*Exercise*
Write out, word for word, the stretch of the mailing-list post on Ruby parsing from "[ruby-talk:02198] Re: parse" through "the opening paren.".

*Given passage*
★ ★ ★ ★
[#1816] Ruby 1.5.3 under Tru64 (Alpha)? — Clemens Hintze <clemens.hintze@...>

Hi all,

17 messages 2000/03/14

[#1989] English Ruby/Gtk Tutorial? — schneik@...

18 messages 2000/03/17

[#2241] setter() for local variables — ts <decoux@...>

18 messages 2000/03/29

[ruby-talk:02198] Re: parse bug in 1.5

From: Mirko Nasato <mirko.nasato@...>
Date: 2000-03-27 23:01:28 UTC
List: ruby-talk #2198
On 26 Mar 2000, Yukihiro Matsumoto wrote:
> 
> |Ruby 1.5 seems to have a problem when parsing methods called
> |with a {...} block if there is space before the opening paren.
> 
> It's not a bug.  It is a bad feature which I'm thinking about
> improvement, and not yet come to conclusion. ;-)
> 
Most languages allow for space between the function identifier and
the opening parenthesis, so i thought it was possible in Ruby, too.

> In 1.4.x, identifiers followed by parenthesises is considered as
> method invocation.  In 1.5.x, if whitespaces comes between identifiers
> and parenthesises, parenthesises are considered as expression
> grouping, to enable:
> 
>   point.move (1+3)*2, 5
> 
That's an interesting feature, indeed.
★ ★ ★ ★
*Data rows*
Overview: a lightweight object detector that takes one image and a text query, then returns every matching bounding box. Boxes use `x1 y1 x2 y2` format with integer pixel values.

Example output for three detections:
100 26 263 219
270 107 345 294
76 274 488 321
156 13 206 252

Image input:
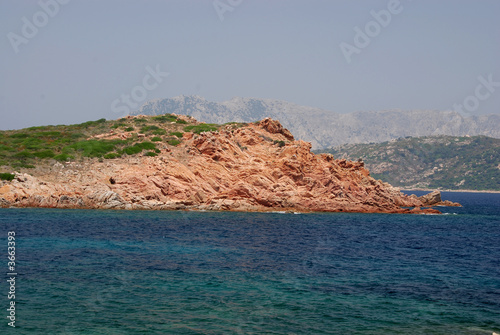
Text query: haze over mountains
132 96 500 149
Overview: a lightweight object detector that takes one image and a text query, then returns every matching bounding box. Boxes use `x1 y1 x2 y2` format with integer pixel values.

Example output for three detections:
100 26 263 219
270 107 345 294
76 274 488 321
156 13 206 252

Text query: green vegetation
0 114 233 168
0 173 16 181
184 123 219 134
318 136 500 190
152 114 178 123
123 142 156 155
★ ★ ★ ★
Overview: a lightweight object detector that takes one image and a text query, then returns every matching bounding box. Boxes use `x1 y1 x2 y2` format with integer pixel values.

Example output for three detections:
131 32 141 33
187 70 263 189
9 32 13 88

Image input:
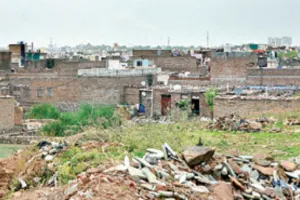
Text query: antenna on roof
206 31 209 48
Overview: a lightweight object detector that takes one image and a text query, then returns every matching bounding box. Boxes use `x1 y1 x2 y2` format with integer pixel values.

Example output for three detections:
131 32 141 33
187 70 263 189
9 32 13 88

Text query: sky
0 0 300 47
★ ★ ★ ★
*Result of this exercise*
[ruby-talk:02198] Re: parse bug in 1.5

From: Mirko Nasato <mirko.nasato@...>
Date: 2000-03-27 23:01:28 UTC
List: ruby-talk #2198
On 26 Mar 2000, Yukihiro Matsumoto wrote:
> 
> |Ruby 1.5 seems to have a problem when parsing methods called
> |with a {...} block if there is space before the opening paren.